Freie Linke Österreich

Statt eines Programms

Der Kommunismus ist für uns nicht ein Zustand, der hergestellt werden soll, ein Ideal, wonach die Wirklichkeit sich zu richten haben [wird]. Wir nennen Kommunismus die wirkliche Bewegung, welche den jetzigen Zustand aufhebt. Die Bedingungen dieser Bewegung ergeben sich aus der jetzt bestehenden Voraussetzung.

Eine Theorie ist exakt dasselbe wie ein Werkzeugkasten. Es muss nützlich sein. Es muss funktionieren.

Glückliches Leben fragte nicht nach sich

Es mag so aussehen, als hätten wir als Gruppe Schwierigkeiten, ein Programm zu entwickeln, das uns helfen soll, unsere Handlungsweise zu bestimmen, uns nach aussen zu vertreten und nach innen zu versichern, dass wir uns einig sind.

_DATENZEILEN_
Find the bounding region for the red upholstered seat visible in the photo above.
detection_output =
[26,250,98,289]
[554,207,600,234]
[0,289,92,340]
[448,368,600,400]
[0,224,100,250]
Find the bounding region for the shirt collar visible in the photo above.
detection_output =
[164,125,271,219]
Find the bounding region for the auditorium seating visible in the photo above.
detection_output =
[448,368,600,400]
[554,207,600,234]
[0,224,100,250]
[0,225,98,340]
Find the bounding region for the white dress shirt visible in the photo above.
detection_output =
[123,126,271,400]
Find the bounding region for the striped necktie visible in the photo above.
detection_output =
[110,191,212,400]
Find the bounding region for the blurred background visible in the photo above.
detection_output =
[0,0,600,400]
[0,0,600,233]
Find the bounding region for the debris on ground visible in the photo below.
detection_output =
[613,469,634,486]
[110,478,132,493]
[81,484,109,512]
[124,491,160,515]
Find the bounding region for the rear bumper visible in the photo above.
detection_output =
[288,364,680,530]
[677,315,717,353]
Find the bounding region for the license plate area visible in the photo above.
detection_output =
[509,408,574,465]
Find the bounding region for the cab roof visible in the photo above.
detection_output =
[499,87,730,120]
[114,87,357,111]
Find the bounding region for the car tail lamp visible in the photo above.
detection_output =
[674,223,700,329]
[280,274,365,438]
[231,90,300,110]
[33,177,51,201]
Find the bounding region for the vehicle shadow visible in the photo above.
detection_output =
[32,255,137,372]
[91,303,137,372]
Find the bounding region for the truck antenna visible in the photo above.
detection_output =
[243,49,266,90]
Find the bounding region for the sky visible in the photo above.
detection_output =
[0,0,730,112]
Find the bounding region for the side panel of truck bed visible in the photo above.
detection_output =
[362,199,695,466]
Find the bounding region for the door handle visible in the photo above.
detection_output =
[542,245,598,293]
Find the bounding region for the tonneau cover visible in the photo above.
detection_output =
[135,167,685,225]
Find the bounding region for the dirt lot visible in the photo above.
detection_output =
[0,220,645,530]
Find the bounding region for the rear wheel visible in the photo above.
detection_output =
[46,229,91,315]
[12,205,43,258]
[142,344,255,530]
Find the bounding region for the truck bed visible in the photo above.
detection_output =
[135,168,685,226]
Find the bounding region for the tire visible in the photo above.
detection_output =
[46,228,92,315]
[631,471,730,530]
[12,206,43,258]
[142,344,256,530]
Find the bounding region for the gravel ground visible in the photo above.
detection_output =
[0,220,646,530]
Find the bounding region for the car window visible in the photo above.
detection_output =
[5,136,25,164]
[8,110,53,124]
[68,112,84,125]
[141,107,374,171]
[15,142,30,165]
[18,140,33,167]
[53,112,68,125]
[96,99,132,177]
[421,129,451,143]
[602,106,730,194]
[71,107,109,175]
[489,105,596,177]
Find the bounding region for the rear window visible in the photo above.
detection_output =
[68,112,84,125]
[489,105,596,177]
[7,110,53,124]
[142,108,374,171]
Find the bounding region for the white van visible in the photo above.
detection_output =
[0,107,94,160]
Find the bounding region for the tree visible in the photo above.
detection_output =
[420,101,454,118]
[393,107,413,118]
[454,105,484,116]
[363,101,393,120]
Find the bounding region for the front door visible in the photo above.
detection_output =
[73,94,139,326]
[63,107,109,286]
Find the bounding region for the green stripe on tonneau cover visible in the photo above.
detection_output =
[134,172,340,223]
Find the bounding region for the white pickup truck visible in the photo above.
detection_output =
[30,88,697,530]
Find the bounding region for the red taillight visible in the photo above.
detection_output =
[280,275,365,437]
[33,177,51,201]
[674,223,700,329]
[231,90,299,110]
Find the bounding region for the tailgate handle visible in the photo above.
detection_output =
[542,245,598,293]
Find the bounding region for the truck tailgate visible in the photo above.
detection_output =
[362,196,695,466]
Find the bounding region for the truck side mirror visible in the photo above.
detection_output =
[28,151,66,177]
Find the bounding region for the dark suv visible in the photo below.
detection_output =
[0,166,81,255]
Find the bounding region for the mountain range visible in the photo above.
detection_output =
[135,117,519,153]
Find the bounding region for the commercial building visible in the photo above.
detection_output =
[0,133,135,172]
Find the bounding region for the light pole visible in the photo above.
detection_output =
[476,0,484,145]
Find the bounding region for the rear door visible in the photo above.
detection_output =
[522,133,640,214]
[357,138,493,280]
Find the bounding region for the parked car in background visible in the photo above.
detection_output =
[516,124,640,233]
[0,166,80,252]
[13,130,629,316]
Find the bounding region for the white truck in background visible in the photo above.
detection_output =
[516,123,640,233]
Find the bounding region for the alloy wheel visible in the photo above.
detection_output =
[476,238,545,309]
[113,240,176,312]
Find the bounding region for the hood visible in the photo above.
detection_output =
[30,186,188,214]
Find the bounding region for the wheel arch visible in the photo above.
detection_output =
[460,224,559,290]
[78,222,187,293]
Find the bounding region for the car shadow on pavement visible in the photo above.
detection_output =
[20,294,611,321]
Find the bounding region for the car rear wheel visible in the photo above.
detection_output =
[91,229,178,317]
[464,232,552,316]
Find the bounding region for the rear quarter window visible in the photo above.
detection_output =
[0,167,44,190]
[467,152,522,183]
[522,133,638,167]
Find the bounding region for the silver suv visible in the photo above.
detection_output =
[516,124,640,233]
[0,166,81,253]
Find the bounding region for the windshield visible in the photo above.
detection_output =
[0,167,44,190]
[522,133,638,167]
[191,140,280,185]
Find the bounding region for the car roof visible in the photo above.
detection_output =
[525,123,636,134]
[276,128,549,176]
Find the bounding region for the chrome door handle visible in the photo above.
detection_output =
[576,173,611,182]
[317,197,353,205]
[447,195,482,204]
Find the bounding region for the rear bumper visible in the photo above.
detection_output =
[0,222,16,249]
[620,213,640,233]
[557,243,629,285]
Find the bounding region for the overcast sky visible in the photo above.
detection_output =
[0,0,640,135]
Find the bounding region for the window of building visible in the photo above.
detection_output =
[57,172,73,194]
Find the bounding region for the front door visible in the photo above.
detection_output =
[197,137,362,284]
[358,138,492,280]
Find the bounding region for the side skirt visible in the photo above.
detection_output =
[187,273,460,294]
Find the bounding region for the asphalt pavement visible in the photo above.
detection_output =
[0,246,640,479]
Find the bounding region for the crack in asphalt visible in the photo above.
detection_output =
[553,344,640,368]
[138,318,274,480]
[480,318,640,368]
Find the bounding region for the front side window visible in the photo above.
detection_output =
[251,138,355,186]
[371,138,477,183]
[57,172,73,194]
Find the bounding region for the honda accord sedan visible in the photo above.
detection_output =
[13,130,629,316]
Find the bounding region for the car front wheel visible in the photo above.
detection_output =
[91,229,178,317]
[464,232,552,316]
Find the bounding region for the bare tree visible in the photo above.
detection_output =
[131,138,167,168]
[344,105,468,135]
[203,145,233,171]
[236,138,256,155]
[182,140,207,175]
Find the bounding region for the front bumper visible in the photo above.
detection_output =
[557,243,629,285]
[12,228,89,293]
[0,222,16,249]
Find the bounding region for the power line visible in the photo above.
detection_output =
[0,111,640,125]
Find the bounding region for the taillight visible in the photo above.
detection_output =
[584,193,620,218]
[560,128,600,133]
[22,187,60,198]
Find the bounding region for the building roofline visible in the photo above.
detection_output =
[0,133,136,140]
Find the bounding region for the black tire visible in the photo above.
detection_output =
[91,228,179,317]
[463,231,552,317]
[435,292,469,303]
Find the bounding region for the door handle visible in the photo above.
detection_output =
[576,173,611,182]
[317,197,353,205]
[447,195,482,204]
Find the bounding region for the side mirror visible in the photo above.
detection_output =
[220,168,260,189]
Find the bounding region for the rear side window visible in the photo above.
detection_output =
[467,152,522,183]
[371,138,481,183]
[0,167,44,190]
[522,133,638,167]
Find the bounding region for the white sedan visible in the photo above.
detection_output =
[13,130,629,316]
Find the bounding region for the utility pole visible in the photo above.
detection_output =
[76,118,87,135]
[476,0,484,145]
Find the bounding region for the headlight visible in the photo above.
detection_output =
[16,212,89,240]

_AUFGABEN_
A – Beantworte zum Textauszug der Freien Linken Österreich diese Fragen:
(i) Womit setzt der Text eine Theorie gleich?
(ii) Was nennt der Text Kommunismus?
(iii) Womit scheint die Gruppe laut Text Schwierigkeiten zu haben?
B – Entnimm dem Textauszug wörtlich den Abschnitt, der bei „Statt eines Programms“ beginnt und bei „Es muss funktionieren.“ endet.

_ANTWORTEN DER REIHE NACH_
A –
(i) Mit einem Werkzeugkasten.
(ii) Die wirkliche Bewegung, welche den jetzigen Zustand aufhebt.
(iii) Damit, ein Programm zu entwickeln.

B –
Statt eines Programms

Der Kommunismus ist für uns nicht ein Zustand, der hergestellt werden soll, ein Ideal, wonach die Wirklichkeit sich zu richten haben [wird]. Wir nennen Kommunismus die wirkliche Bewegung, welche den jetzigen Zustand aufhebt. Die Bedingungen dieser Bewegung ergeben sich aus der jetzt bestehenden Voraussetzung.

Eine Theorie ist exakt dasselbe wie ein Werkzeugkasten. Es muss nützlich sein. Es muss funktionieren.